# Task statement
Copy the records starting at the line containing "Can you see the snow on" and ending at the line containing "pixel 537 96", requests included. Multiply each pixel coordinate in the answers by 1.45 and round it to a whole number, with halves going up, and return only those lines.

***** Provided entries

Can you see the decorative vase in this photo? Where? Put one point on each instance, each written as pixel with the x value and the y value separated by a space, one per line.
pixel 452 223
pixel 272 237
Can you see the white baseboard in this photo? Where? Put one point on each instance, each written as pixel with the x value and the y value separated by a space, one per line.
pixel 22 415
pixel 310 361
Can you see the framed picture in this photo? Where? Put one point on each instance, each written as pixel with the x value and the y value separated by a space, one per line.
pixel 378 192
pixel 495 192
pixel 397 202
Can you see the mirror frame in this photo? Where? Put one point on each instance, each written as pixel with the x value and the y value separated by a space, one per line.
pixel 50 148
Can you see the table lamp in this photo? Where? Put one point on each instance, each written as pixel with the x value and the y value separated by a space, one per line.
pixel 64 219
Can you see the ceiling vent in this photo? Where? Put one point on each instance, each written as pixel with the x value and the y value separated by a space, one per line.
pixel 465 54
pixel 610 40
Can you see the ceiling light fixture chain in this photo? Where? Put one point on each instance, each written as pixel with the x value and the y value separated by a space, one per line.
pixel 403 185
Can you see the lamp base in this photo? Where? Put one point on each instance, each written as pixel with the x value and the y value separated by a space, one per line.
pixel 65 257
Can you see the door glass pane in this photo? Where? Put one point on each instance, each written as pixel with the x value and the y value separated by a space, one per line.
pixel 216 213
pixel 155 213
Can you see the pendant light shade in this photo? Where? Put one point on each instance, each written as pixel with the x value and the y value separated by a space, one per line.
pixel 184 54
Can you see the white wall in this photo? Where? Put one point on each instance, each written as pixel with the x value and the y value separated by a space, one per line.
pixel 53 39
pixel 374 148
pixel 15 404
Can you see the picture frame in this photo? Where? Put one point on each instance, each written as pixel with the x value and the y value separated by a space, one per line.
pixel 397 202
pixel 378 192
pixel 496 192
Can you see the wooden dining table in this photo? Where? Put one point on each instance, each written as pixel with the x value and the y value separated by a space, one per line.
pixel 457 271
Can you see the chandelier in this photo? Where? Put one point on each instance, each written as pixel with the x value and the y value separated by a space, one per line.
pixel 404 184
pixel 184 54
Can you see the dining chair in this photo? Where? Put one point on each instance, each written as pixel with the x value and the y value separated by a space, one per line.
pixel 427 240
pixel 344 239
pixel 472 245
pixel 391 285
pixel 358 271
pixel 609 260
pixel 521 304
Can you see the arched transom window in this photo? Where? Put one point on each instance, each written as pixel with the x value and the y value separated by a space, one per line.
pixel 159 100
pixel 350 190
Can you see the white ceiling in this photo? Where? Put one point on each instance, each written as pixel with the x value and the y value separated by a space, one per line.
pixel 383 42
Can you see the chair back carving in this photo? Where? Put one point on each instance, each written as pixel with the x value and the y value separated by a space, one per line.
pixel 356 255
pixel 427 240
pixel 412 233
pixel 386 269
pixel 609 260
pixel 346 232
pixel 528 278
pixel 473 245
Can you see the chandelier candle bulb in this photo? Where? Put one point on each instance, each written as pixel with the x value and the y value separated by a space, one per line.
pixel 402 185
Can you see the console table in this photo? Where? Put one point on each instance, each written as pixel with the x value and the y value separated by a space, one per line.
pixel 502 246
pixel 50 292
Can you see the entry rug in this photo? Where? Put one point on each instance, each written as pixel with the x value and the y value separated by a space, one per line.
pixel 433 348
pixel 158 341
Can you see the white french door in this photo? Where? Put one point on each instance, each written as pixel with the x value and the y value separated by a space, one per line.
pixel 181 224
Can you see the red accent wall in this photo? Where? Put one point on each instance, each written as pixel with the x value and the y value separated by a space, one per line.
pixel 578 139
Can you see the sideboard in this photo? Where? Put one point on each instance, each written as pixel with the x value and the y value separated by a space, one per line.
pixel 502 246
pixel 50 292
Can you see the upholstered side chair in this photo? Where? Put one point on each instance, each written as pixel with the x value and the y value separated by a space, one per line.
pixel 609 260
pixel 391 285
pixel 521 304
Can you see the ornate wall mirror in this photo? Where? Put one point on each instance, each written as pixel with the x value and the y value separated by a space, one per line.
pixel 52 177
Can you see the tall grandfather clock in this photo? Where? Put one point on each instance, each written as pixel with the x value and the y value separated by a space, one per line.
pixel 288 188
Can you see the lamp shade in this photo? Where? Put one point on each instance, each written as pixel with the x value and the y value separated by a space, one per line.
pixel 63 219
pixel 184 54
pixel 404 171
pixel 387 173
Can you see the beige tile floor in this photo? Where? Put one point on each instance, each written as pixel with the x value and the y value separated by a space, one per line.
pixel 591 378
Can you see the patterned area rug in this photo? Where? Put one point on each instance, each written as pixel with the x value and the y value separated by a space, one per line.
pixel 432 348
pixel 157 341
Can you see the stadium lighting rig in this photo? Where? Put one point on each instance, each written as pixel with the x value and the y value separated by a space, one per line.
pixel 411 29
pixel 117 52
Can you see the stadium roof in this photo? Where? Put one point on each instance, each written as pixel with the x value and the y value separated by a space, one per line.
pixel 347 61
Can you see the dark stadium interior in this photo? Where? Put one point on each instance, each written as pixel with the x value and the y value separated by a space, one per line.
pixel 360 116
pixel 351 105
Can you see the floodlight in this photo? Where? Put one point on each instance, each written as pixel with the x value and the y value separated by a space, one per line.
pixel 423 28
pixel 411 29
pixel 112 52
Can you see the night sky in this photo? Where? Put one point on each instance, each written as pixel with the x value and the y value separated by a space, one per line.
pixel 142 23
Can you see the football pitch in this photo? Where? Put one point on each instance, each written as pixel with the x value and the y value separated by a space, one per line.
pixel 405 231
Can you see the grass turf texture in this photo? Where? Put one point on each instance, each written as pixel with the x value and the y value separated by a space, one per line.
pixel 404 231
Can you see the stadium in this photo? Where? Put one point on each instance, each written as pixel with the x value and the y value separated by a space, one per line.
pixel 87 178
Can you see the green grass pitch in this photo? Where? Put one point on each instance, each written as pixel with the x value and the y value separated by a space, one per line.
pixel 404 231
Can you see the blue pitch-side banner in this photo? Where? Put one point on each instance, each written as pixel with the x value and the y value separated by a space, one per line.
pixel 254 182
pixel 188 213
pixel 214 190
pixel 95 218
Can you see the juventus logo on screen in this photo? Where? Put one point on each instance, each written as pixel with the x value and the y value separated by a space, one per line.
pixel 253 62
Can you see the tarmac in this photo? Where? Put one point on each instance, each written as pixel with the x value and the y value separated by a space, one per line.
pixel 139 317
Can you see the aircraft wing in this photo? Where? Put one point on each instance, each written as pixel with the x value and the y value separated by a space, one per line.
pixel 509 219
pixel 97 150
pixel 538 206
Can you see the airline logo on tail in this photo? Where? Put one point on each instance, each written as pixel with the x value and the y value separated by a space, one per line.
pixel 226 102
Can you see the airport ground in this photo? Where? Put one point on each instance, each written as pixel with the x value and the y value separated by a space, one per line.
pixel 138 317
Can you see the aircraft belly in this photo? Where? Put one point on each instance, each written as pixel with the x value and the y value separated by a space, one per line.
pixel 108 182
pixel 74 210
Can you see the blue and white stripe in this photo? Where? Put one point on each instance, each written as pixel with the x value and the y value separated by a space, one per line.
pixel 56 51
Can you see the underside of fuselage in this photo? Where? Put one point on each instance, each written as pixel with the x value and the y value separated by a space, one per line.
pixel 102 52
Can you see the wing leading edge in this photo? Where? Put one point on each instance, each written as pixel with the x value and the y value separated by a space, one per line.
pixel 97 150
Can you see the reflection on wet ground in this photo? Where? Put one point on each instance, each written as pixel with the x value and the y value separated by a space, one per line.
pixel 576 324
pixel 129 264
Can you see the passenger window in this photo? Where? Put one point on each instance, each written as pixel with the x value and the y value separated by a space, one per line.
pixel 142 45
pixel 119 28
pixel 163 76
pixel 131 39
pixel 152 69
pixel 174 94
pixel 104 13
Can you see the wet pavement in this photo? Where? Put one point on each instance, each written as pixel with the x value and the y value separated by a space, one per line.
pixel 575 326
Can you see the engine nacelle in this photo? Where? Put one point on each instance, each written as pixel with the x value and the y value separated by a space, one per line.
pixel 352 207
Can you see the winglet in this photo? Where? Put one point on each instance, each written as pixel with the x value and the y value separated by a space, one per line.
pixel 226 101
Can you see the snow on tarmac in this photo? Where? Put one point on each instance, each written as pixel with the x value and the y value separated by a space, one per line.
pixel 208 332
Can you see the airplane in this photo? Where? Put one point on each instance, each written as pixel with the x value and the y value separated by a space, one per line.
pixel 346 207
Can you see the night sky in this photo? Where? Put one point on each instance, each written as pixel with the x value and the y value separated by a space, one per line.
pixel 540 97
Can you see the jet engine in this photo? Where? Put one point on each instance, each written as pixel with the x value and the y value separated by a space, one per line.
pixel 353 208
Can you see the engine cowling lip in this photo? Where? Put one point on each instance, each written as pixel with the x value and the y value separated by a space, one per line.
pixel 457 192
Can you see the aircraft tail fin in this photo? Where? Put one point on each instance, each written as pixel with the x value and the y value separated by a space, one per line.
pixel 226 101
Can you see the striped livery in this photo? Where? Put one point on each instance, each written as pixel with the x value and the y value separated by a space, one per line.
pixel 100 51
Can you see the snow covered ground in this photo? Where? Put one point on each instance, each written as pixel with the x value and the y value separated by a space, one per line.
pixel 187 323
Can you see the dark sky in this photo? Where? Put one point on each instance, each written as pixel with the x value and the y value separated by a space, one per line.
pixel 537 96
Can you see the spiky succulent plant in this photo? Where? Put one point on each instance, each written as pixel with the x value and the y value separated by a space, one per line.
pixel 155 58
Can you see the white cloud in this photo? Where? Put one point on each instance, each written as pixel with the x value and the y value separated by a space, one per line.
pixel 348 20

**********

# Solution to the problem
Can you see the snow on tarmac in this photo? Where? Put one point on each instance, each written as pixel with the x value and the y value separated by a space, one per line.
pixel 302 481
Can you see the airplane in this photo? Where? Put one point on each instance, each written as pixel with the x value and the y value separated by a space, one per line.
pixel 502 300
Can you see the night sky in this photo? Where? Put one point on each instance, each written as pixel with the x value and the y value separated by a space, one per line.
pixel 783 141
Can you see the jet engine in this photo? Where? Put one point on each instance, each written as pixel with the x value and the y value separated by a space, one per line.
pixel 512 302
Can you see the engine cowling lip in this photo? Where? Put one point on each instance, each written as pixel with the x value and the y value separated by a space, one per line.
pixel 663 278
Can you see the aircraft tail fin in this photo? Where? Put one point on each instance, each written as pixel with the x value and the y value separated by a space, one per line.
pixel 328 146
Can you see the striped livery in this photo? Where? Put one point on each instance, each written as pixel with the x value and the y value separated by a space, one per line.
pixel 145 74
Can you see the snow covered ground in this photo? Where? Put one point on each instance, each written as pixel with the x value and the y value separated by a space, one per line.
pixel 271 468
Can you see the dark sky in this photo? Where? Put one point on each instance, each written as pixel with the x value and the y value separated by a space, one per line.
pixel 779 139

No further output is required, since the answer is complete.